EXERCISE PROMPT: Review the material and extract every line in which the word "patient" occurs.

+ + + +

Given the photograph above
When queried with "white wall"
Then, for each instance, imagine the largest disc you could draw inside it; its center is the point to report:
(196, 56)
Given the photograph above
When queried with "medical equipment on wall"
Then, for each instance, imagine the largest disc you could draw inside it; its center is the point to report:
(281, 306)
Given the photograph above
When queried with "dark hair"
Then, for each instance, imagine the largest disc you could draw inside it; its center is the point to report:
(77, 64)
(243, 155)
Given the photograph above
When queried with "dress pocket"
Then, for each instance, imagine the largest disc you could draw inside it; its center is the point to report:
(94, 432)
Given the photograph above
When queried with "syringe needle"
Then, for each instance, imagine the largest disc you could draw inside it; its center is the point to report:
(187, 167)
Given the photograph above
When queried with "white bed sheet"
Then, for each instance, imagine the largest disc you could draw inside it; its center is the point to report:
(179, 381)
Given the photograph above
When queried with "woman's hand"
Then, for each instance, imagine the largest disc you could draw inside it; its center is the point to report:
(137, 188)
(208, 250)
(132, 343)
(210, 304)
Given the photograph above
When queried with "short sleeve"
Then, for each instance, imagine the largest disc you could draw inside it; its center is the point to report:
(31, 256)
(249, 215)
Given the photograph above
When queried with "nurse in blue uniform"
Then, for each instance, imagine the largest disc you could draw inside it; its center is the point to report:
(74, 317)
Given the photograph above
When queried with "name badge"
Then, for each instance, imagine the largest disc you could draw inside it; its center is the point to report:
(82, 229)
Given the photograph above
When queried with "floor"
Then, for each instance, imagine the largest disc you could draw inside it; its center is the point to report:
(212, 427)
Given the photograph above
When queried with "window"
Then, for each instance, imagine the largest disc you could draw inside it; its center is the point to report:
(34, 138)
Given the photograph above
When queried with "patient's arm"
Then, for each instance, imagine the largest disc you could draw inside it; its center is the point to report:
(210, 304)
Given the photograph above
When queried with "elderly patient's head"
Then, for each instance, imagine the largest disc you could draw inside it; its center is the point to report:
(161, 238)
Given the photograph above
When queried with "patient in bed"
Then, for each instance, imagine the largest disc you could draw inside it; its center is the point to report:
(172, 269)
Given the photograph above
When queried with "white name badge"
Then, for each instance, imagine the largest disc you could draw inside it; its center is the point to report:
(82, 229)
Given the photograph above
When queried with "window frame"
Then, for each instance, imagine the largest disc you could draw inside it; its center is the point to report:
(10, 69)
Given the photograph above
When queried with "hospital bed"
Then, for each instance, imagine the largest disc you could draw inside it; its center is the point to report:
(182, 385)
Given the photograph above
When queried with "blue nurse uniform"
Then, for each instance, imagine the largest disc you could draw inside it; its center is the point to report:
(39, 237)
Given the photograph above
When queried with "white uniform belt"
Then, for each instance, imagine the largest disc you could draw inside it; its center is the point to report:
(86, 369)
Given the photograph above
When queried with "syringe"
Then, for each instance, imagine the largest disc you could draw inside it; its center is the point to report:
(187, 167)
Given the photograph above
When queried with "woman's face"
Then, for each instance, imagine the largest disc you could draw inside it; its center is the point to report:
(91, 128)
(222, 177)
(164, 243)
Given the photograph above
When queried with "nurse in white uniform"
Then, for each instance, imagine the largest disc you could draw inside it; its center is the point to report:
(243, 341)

+ + + +

SOLUTION TO THIS TASK:
When queried with "patient's arm"
When queried with "elderly patient's head"
When queried with "patient in bed"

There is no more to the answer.